→ **Exercise directions**
For the entries that follow, restate word for word the line containing "Place one point on each instance of the dog's hind", the line containing "Place one point on each instance of the radio", and every line that lies between them.

Saved entries:
%%
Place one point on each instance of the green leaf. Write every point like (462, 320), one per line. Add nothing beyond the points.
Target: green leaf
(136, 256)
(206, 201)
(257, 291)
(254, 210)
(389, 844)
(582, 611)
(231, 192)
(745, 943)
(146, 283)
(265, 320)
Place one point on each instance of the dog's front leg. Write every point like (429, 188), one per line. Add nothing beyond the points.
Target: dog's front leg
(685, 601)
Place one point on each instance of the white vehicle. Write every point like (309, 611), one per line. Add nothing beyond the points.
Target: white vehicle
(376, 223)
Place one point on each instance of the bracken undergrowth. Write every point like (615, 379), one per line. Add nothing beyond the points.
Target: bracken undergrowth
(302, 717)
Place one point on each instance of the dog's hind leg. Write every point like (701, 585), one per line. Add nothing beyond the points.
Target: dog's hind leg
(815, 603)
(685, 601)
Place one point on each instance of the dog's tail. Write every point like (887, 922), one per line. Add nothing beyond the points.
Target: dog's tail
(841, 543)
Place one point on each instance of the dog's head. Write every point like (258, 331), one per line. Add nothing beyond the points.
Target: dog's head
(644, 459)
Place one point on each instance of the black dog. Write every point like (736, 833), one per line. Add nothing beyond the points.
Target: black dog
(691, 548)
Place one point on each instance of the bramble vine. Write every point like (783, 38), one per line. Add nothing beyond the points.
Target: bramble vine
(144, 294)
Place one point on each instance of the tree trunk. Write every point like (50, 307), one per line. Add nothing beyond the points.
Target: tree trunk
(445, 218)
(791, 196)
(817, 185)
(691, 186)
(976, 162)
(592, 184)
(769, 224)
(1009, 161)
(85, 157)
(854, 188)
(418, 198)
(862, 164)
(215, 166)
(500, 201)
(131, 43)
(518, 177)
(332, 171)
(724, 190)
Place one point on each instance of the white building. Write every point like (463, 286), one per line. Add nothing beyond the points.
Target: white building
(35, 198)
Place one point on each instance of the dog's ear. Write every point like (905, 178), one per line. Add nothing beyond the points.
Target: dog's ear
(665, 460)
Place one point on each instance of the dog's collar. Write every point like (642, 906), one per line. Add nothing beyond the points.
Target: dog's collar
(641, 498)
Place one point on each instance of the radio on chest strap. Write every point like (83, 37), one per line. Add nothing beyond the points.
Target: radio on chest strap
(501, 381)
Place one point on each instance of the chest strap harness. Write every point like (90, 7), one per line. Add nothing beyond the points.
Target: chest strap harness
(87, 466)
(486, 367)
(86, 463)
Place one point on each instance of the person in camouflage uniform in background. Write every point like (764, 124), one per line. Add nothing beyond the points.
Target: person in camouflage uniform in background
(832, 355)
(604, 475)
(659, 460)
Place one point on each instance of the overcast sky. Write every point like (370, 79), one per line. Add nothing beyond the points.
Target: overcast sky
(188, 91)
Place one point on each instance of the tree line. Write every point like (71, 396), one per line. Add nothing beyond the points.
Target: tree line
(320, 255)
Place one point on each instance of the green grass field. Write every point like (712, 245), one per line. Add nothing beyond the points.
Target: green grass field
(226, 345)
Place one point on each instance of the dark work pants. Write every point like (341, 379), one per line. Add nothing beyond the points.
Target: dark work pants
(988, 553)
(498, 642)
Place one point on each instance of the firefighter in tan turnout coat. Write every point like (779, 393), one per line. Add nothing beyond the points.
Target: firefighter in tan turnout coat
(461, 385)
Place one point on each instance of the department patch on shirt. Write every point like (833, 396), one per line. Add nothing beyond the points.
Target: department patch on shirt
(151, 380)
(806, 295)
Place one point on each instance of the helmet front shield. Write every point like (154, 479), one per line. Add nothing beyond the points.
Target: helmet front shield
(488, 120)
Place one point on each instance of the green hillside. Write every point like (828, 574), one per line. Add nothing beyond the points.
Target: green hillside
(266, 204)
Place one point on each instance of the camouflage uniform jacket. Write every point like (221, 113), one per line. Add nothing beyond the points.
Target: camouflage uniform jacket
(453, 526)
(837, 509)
%%
%%
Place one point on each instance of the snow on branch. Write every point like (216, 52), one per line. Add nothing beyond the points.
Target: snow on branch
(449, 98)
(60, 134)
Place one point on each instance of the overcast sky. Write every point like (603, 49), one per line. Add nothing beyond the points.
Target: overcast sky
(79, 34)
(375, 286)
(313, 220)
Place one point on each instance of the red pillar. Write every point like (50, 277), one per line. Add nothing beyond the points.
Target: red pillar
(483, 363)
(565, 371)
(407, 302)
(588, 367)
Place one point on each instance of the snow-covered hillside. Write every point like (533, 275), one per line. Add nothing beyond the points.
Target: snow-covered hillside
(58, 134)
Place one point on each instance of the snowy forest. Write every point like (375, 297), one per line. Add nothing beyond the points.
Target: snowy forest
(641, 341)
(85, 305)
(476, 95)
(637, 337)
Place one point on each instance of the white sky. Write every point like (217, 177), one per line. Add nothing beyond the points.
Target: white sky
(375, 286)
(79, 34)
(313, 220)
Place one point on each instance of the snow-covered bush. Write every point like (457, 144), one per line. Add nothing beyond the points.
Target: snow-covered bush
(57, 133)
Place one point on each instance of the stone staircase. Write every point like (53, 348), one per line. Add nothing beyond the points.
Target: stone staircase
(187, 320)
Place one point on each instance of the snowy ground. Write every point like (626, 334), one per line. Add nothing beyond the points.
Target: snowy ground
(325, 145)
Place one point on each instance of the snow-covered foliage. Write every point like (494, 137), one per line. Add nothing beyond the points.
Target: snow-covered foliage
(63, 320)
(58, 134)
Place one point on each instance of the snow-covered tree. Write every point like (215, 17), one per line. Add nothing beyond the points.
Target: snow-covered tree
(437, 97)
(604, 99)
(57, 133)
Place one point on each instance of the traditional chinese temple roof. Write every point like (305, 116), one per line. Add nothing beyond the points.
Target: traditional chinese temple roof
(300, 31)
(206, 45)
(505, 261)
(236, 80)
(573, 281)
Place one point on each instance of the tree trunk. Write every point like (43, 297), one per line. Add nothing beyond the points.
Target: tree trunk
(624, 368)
%%
→ **Answer below**
Place one point on each instance of the dog's hind leg. Write every point like (701, 585), one per line. Add nothing beyond the points.
Target: dog's hind leg
(815, 603)
(685, 601)
Place one point on each instance of the dog's tail. Write every point like (887, 922), one per line. Add nothing beyond the points.
Target: dog's tail
(841, 543)
Place one point on each instance of the dog's head. Write every point like (258, 331), one per line. Add nothing beyond the points.
Target: dog's head
(644, 459)
Place one point on each instance of the black dog. Write every point like (736, 833), one per line. Add nothing beyond the points.
Target: black dog
(691, 548)
Place one point on each instance of the bramble vine. Write every point like (783, 38), one per line. Add nothing beyond the points.
Target: bramble vine
(144, 294)
Place one point on each instance of the tree trunk. Write every point like (50, 307), one per line. Add nothing beyond the points.
Target: tree trunk
(445, 218)
(791, 196)
(817, 185)
(691, 186)
(976, 162)
(592, 184)
(769, 224)
(1009, 161)
(85, 157)
(854, 188)
(418, 198)
(862, 164)
(215, 166)
(500, 201)
(131, 43)
(518, 177)
(332, 171)
(724, 190)
Place one point on each instance of the white building. Write every point like (463, 286), one per line. Add nothing beyond the points.
Target: white building
(35, 198)
Place one point on each instance of the dog's ear. Write every point like (905, 178), one per line. Add nothing beyond the points.
Target: dog's ear
(665, 460)
Place one point on each instance of the dog's collar. Write every point like (642, 906), one per line. Add nothing beyond the points.
Target: dog's collar
(641, 498)
Place one point on each instance of the radio on chest strap. Write every point like (83, 37), one per line. Add nothing beyond the points.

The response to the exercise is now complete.